## Texto fornecido
• • •

Isso abriu uma crise no PT do Rio. Batendo boca com militantes no WhatsApp do partido, a deputada Benedita da Silva disse que eles faziam o jogo da direita (GLOSSÁRIO PT “jogo da direita”: não querer votar em quem sustenta a direção do partido financeiramente) ao pedir por Molon. Zangada, saiu do grupo digitando “Vou dar um tempo pra mim! antes que eu me afogue”. Mas essa aí já se afogou há muito tempo. Este novo capítulo da crise do PT do Rio, dividido entre Freixo e Castro, levou Lula a adiantar a viagem dele ao Rio para hoje.
E no PDT?
Lula também tem seus infiltrados no partido. Mas aqui eles não mandam.
Rodrigo Neves precipitou-se e perdeu o timing da esperteza. Tentou projetar amplitude chamando os setores do PT ligados, como ele, ao capo José Dirceu para um ato em apoio a sua candidatura. O ato foi irrelevante e sem praticamente novas declarações de voto. Os petistas que foram só o fizeram porque viram nisso uma oportunidade de enfraquecer a candidatura do PDT à Presidência da República.
Para tentar encher o ato esvaziado, Neves mobilizou sua maquininha política (não vamos nos alongar aqui), mas ainda assim fracassou. A mortadela não foi suficiente para encher o micro auditório da ABI. As fotos mostram claramente mais cadeiras vazias do que cheias, e as duas únicas personagens relevantes do PT a desfilar ali foram Quaquá, aliado de Cláudio Castro que não declarou voto em Neves, e Leonel Brizola Neto, sempre afogado em seu ódio eterno por Carlos Lupi.

• • •

## Registros
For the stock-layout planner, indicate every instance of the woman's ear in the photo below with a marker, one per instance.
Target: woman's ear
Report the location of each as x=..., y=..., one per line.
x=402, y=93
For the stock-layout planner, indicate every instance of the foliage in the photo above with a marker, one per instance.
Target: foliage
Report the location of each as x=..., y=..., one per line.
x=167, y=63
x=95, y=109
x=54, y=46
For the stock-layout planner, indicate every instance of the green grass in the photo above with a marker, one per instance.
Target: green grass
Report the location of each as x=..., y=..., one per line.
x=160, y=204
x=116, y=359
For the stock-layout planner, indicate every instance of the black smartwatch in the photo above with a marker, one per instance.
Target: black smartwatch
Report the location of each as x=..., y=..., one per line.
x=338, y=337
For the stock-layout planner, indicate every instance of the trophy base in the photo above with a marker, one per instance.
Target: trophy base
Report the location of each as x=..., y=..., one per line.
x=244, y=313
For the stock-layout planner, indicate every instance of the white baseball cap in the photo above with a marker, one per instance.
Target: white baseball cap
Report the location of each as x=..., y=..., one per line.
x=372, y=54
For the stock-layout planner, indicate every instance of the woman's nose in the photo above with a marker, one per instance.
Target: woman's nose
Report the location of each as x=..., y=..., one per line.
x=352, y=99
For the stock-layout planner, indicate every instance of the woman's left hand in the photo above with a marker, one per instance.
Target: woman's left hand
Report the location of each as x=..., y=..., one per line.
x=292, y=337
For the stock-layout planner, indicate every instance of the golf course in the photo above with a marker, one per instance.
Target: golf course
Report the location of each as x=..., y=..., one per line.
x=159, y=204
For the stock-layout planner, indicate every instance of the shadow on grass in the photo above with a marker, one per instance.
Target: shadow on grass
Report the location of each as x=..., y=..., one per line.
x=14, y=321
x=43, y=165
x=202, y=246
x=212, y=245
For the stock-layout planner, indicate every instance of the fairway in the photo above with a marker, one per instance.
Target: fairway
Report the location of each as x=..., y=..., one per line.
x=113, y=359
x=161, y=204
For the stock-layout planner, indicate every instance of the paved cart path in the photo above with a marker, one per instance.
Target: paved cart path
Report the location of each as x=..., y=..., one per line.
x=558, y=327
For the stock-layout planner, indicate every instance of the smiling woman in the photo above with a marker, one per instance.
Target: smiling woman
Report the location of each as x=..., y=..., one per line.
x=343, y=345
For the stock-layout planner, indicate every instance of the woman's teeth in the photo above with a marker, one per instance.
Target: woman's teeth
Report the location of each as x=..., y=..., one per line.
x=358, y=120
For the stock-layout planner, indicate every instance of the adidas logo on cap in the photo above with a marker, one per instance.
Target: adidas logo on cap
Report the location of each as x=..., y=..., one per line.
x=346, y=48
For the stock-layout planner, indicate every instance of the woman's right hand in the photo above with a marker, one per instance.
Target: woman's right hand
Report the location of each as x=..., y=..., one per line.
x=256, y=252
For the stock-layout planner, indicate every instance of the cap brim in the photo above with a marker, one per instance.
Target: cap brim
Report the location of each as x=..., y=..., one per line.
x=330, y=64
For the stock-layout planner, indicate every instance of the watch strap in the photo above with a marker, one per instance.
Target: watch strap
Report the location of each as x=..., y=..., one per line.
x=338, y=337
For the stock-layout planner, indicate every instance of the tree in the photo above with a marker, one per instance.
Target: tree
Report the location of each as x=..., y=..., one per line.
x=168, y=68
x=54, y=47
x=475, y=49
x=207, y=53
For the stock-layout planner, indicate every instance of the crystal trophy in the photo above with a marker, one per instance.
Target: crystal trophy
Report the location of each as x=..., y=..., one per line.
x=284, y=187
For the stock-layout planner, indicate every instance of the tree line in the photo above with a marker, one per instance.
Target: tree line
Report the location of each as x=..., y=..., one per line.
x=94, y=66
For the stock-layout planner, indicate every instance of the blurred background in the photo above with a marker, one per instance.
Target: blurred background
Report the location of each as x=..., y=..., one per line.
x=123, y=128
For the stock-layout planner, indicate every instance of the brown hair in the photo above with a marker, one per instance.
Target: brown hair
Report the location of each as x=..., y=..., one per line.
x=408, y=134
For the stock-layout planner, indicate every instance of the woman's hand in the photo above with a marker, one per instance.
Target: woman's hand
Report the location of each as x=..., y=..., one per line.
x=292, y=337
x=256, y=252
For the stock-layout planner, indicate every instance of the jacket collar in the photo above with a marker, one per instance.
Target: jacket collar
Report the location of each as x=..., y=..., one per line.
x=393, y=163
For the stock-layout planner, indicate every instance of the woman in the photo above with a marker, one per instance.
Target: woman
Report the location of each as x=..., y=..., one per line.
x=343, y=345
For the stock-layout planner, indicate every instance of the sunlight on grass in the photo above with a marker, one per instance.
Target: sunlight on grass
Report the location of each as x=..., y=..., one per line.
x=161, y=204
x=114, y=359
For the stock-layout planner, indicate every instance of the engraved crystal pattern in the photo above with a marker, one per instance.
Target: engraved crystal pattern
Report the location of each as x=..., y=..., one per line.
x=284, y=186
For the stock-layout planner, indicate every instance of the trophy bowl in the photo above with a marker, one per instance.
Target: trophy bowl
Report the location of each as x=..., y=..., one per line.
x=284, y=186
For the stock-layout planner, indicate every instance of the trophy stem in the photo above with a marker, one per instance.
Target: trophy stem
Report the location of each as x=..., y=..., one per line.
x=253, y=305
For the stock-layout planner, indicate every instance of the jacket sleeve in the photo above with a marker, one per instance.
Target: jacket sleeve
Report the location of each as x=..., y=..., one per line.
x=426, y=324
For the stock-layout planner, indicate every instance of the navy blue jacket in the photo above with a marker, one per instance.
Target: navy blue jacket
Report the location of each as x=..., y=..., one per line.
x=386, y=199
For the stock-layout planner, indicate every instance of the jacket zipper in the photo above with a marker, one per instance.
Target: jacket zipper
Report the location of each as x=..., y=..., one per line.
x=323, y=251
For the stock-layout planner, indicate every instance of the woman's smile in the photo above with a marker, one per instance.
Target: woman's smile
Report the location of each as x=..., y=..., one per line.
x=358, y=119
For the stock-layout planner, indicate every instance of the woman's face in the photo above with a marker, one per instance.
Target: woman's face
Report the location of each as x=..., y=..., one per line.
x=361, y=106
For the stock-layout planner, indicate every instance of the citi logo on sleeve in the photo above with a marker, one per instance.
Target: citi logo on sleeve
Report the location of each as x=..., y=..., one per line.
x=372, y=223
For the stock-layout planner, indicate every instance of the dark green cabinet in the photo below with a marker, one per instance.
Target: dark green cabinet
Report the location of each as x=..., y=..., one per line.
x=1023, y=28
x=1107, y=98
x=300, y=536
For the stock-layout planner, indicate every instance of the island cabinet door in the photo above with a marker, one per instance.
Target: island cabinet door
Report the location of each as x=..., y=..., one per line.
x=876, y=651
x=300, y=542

• • •

## O que fazer
Escreva a continuação do texto sobre a crise do PT e do PDT no Rio, começando logo após a última frase apresentada.

## Sua resposta
Neves foi burro, mas ele não é burro. Ele não acha que Lula vai apoiá-lo, nem que vai rachar o voto do PT. Para acreditar nisso não bastaria ser burro, teria que ser clinicamente comprometido. Neves pode ser muitas coisas, mas certamente não é um demente. O que ele queria mesmo era se projetar como candidato de Lula no Rio. Para isso ele mandou fazer um poster imenso com seu rosto ao lado do de Lula. Eu não sei exatamente o que colocaram na água dele para ele ter tido a ideia de fazer isso agora, mas deve ser muito forte.
Neves é PT, e sempre foi. Só saiu do partido para tentar se livrar do desgaste da Lava Jato, por puro oportunismo eleitoral. Não conseguiu. Não é de formação trabalhista como eram Jorge Roberto Silveira e João Sampaio, os prefeitos pedetistas que mudaram a cara de Niterói. Se formou na juventude petista e é do grupo de Zé Dirceu. Mostrar surpresa com sua atitude agora seria também ridículo de nossa parte. Mas a surpresa não é com sua atitude, mas com sua burrice em tomar essa atitude agora.
Não houve ainda convenção no Rio e agora ninguém mais no partido quer o nome de Neves como candidato a governador. O que é certo hoje é que ele não terá mais o voto nem o trabalho de ninguém. A liderança de Lupi pode reverter o quadro, mas a pergunta que não quer calar é, por que fazer isso?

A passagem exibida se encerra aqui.